■ Task to carry out
Omit the pictures, then reproduce every remaining record exactly.

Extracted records
● ● ● ● ● ● ●
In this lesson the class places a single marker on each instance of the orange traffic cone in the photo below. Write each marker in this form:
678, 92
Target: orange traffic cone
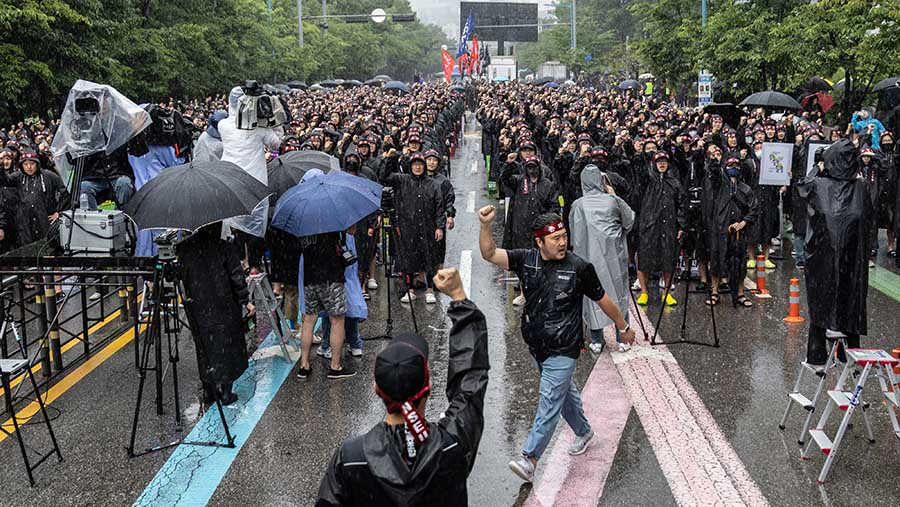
794, 305
761, 275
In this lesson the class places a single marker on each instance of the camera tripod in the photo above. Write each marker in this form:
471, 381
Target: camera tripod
167, 289
388, 240
687, 248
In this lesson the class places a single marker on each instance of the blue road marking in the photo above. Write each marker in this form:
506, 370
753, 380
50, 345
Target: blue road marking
192, 473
● ● ● ● ● ● ●
■ Written answer
In this lesson the class places a single marker on each instance of the orange traffic cone in the photo below. Write each marker in this form:
678, 92
Target: orange traffic cone
794, 305
761, 275
In this lesson the class places a single marker on each instance of the camera tripod in the photo above. Write each marker in this form:
471, 381
Target: camera tripod
167, 289
388, 240
687, 248
In this lesson the class places a single marker on each instance of the blue road marking in the photo above. Write each marker in this form:
506, 370
753, 380
50, 345
Target: blue road marking
192, 473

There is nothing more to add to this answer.